## [TASK BRIEF]
Select every line in the entries that contains the word "distant", and copy those lines. Match case exactly.

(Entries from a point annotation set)
= = = =
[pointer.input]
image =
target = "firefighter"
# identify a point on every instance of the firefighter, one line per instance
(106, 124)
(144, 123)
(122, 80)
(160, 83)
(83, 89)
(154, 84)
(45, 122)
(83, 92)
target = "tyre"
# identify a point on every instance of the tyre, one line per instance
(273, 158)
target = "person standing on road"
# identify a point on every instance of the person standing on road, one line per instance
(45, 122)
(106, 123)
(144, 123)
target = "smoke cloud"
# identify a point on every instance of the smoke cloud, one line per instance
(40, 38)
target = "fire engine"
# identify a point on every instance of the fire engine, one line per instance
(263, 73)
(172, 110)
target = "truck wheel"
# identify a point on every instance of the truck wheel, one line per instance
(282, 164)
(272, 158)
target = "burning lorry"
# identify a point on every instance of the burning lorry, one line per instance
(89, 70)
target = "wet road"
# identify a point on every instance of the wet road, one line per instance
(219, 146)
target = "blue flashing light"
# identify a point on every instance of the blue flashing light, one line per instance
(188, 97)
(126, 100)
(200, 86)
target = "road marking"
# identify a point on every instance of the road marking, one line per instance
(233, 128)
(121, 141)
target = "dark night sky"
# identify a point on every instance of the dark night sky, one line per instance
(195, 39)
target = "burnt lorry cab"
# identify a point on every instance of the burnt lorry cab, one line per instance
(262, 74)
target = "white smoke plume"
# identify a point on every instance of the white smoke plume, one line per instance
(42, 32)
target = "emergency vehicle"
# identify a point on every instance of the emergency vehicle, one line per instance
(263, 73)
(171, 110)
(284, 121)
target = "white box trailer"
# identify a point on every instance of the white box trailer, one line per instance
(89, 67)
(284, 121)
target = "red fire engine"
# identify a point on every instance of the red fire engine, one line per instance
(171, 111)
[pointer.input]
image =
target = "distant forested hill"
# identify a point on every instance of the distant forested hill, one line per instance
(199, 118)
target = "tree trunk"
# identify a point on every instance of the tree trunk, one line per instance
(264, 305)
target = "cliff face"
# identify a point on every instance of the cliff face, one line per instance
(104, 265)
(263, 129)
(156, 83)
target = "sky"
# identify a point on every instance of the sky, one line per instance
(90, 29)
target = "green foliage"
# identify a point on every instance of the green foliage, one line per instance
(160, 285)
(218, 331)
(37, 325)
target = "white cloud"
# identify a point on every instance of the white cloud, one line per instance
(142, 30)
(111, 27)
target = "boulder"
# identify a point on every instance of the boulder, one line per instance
= = = =
## [THE RESPONSE]
target = "distant forested hill"
# identify a point on every instance of the distant forested hill, one line per instance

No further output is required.